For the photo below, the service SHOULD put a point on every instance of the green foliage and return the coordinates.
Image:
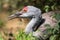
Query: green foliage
(44, 5)
(1, 37)
(1, 23)
(57, 16)
(23, 36)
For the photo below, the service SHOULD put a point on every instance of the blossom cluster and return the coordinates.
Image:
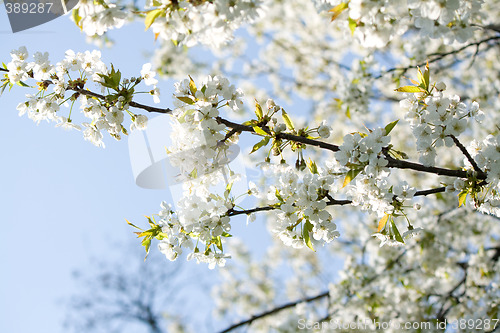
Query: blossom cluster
(436, 118)
(200, 218)
(200, 152)
(97, 17)
(70, 76)
(376, 23)
(364, 151)
(302, 218)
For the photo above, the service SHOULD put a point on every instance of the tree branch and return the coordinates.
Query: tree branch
(466, 153)
(439, 56)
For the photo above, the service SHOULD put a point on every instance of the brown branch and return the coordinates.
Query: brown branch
(466, 153)
(439, 56)
(393, 163)
(286, 136)
(131, 103)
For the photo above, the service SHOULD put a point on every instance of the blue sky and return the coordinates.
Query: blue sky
(62, 200)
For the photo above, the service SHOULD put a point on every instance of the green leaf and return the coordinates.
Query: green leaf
(390, 126)
(260, 131)
(185, 99)
(287, 120)
(382, 222)
(258, 110)
(228, 190)
(77, 18)
(351, 174)
(151, 16)
(218, 242)
(147, 244)
(133, 225)
(337, 10)
(410, 89)
(22, 84)
(260, 144)
(352, 25)
(278, 195)
(462, 196)
(312, 166)
(305, 234)
(396, 232)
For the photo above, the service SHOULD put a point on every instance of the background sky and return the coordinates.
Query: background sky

AIM OF THE EXERCISE =
Write the records out again in full, exactly, and skip every picture.

PROBLEM SOLUTION =
For the photo below, the service SHOULD put a point on every instance of the green foliage and return the coordinates.
Image:
Query: green foliage
(44, 5)
(1, 37)
(1, 23)
(57, 16)
(23, 36)
For the photo below, the service SHOULD put a point on every instance of the blossom cluster and return the coordinates.
Image:
Query: blossom cluster
(436, 118)
(200, 218)
(200, 152)
(97, 17)
(70, 76)
(376, 23)
(364, 151)
(302, 218)
For the photo above, the service SHOULD put a point on every instance of the tree branch and return the coordinates.
Query: tree branch
(466, 153)
(439, 56)
For the photo above, the service SHOULD put a point on every instance of the brown branch and return the coordinates.
Query: brown branch
(466, 153)
(439, 56)
(393, 163)
(286, 136)
(131, 103)
For the photo above, the service SHOULD put a point on every instance of the blue sky and return the coordinates.
Query: blue sky
(62, 200)
For the photo above, the service SHOULD put a point on every instance of the green leaf and return the coordinates.
Query: green leaf
(390, 126)
(260, 131)
(185, 99)
(287, 120)
(382, 222)
(258, 110)
(228, 190)
(77, 18)
(351, 174)
(151, 16)
(218, 242)
(147, 244)
(133, 225)
(337, 10)
(410, 89)
(22, 84)
(260, 144)
(352, 25)
(278, 195)
(462, 196)
(312, 166)
(305, 234)
(396, 232)
For the photo above, the service SHOULD put a point on every instance of the background sky and return the coordinates.
Query: background sky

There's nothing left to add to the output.